OPIS ZADANIA:
Kontynuuj tekst o wirusach, odżywieniu białkowym i glutationie od jego ostatniego zdania.

FRAGMENT DOKUMENTU:
----

Wirusy wywołujące infekcje sezonowe nie wzbudzały w nas dotąd szczególnego zaniepokojenia. Dopiero w ostatnich miesiącach dotarła do powszechnej świadomości stara prawda, że w pewnych sytuacjach wirusy mogą sprzyjać rozwojowi ciężkiego zapalenia płuc, szczególnie u osób w wieku podeszłym i z poważnymi problemami zdrowotnymi, współistniejącymi z infekcją.
Okazuje się jednak, że nawet ludzie młodzi i ogólnie zdrowi, którzy zwykle przechodzą infekcje sezonowe bez większych objawów i uszczerbków na zdrowiu, potrafią nieraz zapadać na ciężkie zapalenie płuc.
W ostatnich miesiącach potwierdzono też inną starą prawdę, że ciężar przebiegu infekcji sezonowej ma ścisły związek ze stanem jakościowego odżywienia organizmu. Przede wszystkim chodzi o zaopatrzenie organizmu w trzy podstawowe witaminy „przeciwchorobowe” – C, D3 i K2.
Naukowcy doznali jednak przy tym dziwnej amnezji, jakby zupełnie zapominając, że już przynajmniej od dekady znana jest związana ze stanem jakościowego niedożywienia, główna przyczyna agresywności wirusów względem tkanki płucnej…
Białko kontra sepsa
Jak się dowiadujemy z obszernego raportu medycznego autorstwa Pietro Ghezzi, opublikowanego w 2011 roku w piśmie naukowym International Journal of General Medicine, przyczyną taką może być niedożywienie białkowe. Właściwe odżywienie białkowe jest bowiem warunkiem utrzymania w organizmie wysokiego stężenia glutationu, który jest małym peptydem, zbudowanych z cząsteczek trzech aminokwasów, pośród których najważniejszą funkcję pełni cząsteczka cysteiny. Ponieważ aminokwasy budujące glutation są składnikami białek pokarmowych, dlatego najprostszym sposobem na utrzymanie wysokiego poziomu glutationu w organizmie jest dieta wysokobiałkowa.

----

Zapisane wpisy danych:
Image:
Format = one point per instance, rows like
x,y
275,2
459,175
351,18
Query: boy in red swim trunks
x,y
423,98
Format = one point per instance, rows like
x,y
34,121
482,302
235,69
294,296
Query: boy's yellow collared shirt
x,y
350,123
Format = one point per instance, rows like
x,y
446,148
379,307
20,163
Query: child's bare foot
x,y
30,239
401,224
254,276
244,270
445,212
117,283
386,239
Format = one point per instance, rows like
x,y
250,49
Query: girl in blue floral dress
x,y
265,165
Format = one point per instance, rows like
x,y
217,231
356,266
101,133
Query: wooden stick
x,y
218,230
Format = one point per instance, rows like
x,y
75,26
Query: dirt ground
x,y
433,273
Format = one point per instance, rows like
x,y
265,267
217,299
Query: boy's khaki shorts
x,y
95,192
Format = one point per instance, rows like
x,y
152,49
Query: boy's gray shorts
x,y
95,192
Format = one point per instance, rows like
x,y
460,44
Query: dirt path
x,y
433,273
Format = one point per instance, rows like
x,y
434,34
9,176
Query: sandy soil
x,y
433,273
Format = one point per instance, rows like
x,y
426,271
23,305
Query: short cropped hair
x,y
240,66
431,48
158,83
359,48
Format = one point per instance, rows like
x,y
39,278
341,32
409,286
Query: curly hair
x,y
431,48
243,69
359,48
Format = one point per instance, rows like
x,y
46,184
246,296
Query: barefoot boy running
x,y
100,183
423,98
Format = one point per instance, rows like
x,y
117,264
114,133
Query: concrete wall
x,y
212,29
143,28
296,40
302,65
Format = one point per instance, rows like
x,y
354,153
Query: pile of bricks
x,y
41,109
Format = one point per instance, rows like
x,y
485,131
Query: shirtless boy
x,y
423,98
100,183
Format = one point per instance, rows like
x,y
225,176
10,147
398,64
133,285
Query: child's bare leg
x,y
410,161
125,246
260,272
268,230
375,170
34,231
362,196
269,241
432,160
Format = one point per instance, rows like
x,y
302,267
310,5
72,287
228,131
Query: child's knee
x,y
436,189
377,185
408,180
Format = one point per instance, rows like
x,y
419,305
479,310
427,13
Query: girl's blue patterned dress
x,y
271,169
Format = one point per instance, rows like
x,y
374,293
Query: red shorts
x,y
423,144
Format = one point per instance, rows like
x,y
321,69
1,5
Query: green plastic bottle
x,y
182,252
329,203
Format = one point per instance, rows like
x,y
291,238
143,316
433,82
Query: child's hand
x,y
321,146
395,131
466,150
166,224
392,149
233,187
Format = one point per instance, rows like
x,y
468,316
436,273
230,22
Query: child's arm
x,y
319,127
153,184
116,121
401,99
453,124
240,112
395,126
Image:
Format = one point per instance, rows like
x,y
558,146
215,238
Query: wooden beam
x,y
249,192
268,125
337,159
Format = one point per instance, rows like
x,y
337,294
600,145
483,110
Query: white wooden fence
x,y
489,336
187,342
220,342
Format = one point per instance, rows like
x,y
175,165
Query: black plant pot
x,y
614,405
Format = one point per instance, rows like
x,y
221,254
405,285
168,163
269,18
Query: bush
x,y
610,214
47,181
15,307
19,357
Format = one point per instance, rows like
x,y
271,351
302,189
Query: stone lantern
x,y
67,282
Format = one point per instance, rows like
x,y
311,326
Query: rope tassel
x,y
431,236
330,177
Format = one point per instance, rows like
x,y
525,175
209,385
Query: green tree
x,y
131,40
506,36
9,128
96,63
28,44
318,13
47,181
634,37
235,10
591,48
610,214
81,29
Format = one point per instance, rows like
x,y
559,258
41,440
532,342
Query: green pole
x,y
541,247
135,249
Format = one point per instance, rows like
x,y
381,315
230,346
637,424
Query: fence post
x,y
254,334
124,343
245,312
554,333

----

WYNIK ĆWICZENIA:
W badaniach obserwowano zwiększone zapotrzebowanie organizmu na cysteinę w przebiegu sepsy, związane ze zwiększonym obrotem glutationu, ponieważ jego synteza pochłania 40% zasobów tego aminokwasu. Nawet więc gdy pobór cysteiny z diety wystarcza do prawidłowej syntezy białek, może być niewystarczający do utrzymania optymalnego poziomu glutationu. Jednocześnie stany infekcyjne i zapalne indukują wzmożoną produkcję surowiczych białek odpornościowych, co wyczerpuje zasoby aminokwasów siarkowych, w tym cysteiny, konkurując z procesem syntezy glutationu.
Sepsa zmniejszała więc ostatecznie poziom glutationu w organizmie o 60%, a u wszystkich badanych pacjentów z tym problemem oceniono spożycie białka, w tym cysteiny i ogólnie aminokwasów siarkowych, na znacznie niższe, aniżeli zalecane przez WHO.
Ogólnie w badaniach tych wykazano, że nawet jeśli spożycie białka w diecie jest niewysokie, ale wystarczające do utrzymania równowagi białkowej organizmu, może nie być wystarczające do utrzymania optymalnego, komórkowego poziomu glutationu, szczególnie w obliczu infekcji.
Przez żołądek do płuc
Powstający w optymalnych ilościach na skutek wysokiego spożycia białka glutation pełni w tkance płucnej funkcję ochronną. Jego aktywność ochronna odnosi się do patologii zapalenia płuc o rozmaitym podłożu, w tym o podłożu infekcyjnym. Spadek jego poziomu skutkuje przykładowo, jak dowodzą badania, wzrostem podatność na indukowany infekcją i sepsą zespół ostrej niewydolności oddechowej.
W badaniach wykazano również, że białko wirusa grypy zwiększa wytwarzanie wolnych rodników tlenowych w ludzkich komórkach dróg oddechowych (koronawirus działa tutaj podobnie), powodując efekty toksyczne, którym udało się zapobiec poprzez podanie glutationu. Istnieją jednak też doniesienia naukowe mówiące o tym, że zaburzenie syntezy glutationu zwiększa replikację wirusów, co sugeruje możliwą, bezpośrednią aktywność przeciwwirusową glutationu.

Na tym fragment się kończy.